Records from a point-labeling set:
────────────────

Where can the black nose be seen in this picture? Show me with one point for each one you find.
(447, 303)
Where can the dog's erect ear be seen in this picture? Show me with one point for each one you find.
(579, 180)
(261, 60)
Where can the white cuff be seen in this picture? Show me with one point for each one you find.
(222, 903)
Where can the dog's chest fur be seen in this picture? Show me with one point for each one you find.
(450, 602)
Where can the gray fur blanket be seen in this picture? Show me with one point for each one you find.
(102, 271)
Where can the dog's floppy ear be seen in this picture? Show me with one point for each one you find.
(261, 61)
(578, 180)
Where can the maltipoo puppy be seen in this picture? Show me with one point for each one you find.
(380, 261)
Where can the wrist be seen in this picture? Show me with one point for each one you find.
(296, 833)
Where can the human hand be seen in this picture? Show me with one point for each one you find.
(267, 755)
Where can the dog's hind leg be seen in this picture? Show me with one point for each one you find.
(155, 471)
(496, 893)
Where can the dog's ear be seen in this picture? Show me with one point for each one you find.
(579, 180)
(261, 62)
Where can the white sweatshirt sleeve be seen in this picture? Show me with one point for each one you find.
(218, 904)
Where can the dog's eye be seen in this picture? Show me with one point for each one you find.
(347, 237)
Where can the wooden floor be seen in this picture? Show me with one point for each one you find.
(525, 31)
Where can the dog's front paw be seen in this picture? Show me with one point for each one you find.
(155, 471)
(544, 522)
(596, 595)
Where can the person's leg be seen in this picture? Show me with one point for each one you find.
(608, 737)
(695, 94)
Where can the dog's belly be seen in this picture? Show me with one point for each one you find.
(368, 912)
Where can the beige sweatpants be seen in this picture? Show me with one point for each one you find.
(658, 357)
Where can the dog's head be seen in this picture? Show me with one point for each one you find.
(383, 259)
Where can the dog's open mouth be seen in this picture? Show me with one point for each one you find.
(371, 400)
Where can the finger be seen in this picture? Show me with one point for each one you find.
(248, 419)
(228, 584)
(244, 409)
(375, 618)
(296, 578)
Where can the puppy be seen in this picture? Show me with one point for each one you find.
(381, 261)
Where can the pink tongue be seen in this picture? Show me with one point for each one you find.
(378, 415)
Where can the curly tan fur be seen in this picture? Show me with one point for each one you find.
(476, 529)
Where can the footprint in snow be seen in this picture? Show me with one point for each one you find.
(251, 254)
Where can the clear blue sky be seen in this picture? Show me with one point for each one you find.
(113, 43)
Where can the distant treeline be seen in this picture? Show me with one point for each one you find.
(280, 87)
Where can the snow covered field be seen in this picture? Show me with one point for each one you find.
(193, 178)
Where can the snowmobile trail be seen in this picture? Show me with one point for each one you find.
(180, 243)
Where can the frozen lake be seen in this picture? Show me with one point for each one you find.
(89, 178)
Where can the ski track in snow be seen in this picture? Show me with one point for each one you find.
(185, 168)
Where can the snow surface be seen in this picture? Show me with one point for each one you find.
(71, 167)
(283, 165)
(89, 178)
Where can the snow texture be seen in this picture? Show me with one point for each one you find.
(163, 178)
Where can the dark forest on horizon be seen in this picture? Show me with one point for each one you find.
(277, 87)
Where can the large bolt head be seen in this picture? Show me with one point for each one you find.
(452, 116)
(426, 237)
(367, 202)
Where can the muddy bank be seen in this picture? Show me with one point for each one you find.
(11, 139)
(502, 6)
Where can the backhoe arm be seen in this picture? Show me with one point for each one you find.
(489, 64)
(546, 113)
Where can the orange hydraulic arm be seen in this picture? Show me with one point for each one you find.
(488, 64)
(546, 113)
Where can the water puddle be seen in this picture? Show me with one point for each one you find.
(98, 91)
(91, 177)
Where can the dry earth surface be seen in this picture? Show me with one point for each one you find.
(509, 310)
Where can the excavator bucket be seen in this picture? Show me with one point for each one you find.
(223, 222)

────────────────

> [JOB]:
Reproduce all of the items above word for word, keeping every line in its original order.

> [COMPLETE RESPONSE]:
Where can the black nose be seen in this picture? Show me with one point for each one you find.
(447, 303)
Where can the dog's erect ear be seen in this picture? Show me with one point for each one you find.
(579, 180)
(261, 60)
Where can the white cuff be seen in this picture? Show me with one point for each one you find.
(222, 903)
Where can the dog's chest fur be seen in this picture? Show me with one point for each one you find.
(450, 602)
Where can the gray fur blanket be seen in this picture? Show me with one point for each one you find.
(102, 271)
Where can the dog's floppy ear be seen in this picture? Show me with one point for each one you find.
(261, 61)
(578, 180)
Where can the maltipoo puppy be seen in this picture? Show me with one point for each one you find.
(380, 261)
Where can the wrist be seen in this picture? Show me with one point for each one you find.
(296, 833)
Where can the human hand be seen in this picture? Show me with one point for each one you find.
(267, 755)
Where can the dog's hind leg be seen in this picture? Show me with one point for each one you find.
(155, 471)
(496, 893)
Where can the dog's ear be seen in this picture? Show me with one point for each one you find.
(579, 180)
(261, 62)
Where can the white sweatshirt sleeve be seen in this picture? Show me with one point for each one you find.
(218, 904)
Where can the dog's eye be seen in this picture? Show me with one point for each one you find.
(347, 237)
Where can the wooden floor be seen in this picture? Show me with one point for each one you find.
(525, 31)
Where can the dog's front paw be seen in this picture? Show me with one point for each one you find.
(155, 471)
(544, 522)
(596, 595)
Where can the person's leg be seen in this picture? Show me with one point for each one you find.
(608, 737)
(695, 94)
Where can the dog's belly be seen in this picture? Show me with one point for each one you find.
(368, 912)
Where can the beige sweatpants be seen in this picture? Show me with one point for each one you find.
(658, 357)
Where can the dog's head be seen in this picture? Show me with one point for each one you find.
(383, 259)
Where can the dog's open mouth be seen in this picture? Show me with one point for each one you find.
(371, 400)
Where can the finger be seen in this picture? Show me with one point for each one you find.
(248, 419)
(228, 584)
(244, 409)
(375, 618)
(296, 578)
Where can the puppy be seen in this picture? Show me with one point for each one you find.
(381, 261)
Where can the pink tongue be seen in this picture? Show me with one point for each one you find.
(378, 415)
Where can the curly tan fur be seen in this picture? Show me with one point for each one you find.
(476, 529)
Where can the footprint in snow be seen in this picture? Show me with one point for each one you find.
(251, 254)
Where can the clear blue sky be seen in this picture? Show me with one point for each one you find.
(113, 43)
Where can the distant treeline be seen in this picture? Show me with one point for each one you find.
(280, 87)
Where can the snow covered field be seen in this picture? Show me with one point for each one you find.
(193, 178)
Where can the snowmobile trail be seen in this picture? Show me with one point for each one you find.
(180, 243)
Where can the frozen lake be seen in this picture? Show me with one point for each one you find.
(89, 178)
Where can the ski track in snow be seen in this picture? Show me with one point for each one you find.
(185, 168)
Where can the snow surface be seen in this picture? Show me with one point for each one you find.
(71, 167)
(283, 165)
(89, 178)
Where can the snow texture be seen in this picture? Show me with one point for each one you find.
(163, 178)
Where can the dark forest on horizon be seen in this picture? Show me with one point for each one you find.
(277, 87)
Where can the large bolt head be seen in this picture? Show me with one point for each one you find.
(452, 116)
(426, 237)
(367, 202)
Where can the muddy bank be seen in this picture? Show me with one point for each one you find.
(11, 139)
(502, 6)
Where can the backhoe arm be seen in this picture? Show me with one point for each one you find.
(489, 64)
(546, 113)
Where can the orange hydraulic arm be seen in this picture? Show me with one point for each one you find.
(488, 64)
(546, 113)
Where can the water puddle be seen in this picture? Show me with one point for each one you find.
(98, 91)
(91, 177)
Where can the dry earth surface be seen in this picture? Show me with one point for each one you find.
(509, 310)
Where can the excavator bucket be seen in this picture? Show me with one point for each one you find.
(223, 222)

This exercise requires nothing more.